◆ Available data:

▼▼▼

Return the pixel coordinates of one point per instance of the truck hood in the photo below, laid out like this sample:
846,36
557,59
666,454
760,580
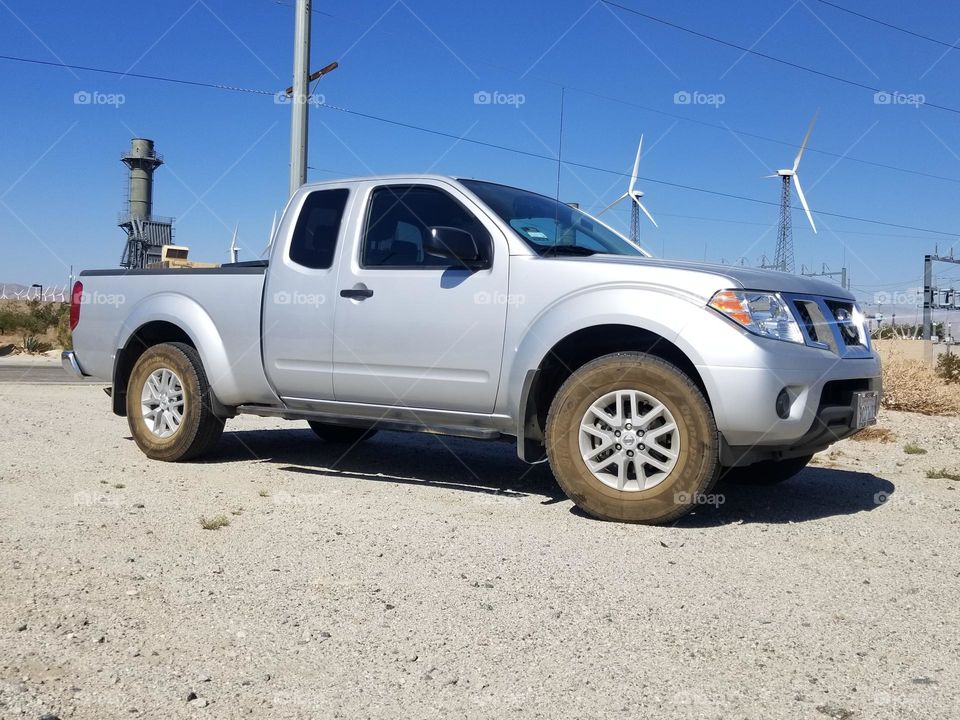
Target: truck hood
718,277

▲▲▲

◆ The task: Copy every line of the entries above, including the requests but not the pictures. Scale each pixel coordinate in the answers by 2.6 and round to the nearest whole number, with halves rounded up. Leave the numbers in the requests and their format samples as they are.

◆ Finished exercise:
Return the pixel coordinates of one point per instance of the truck hood in the photo below, laid out like this sample:
846,36
557,59
666,454
760,580
Target: truck hood
1867,720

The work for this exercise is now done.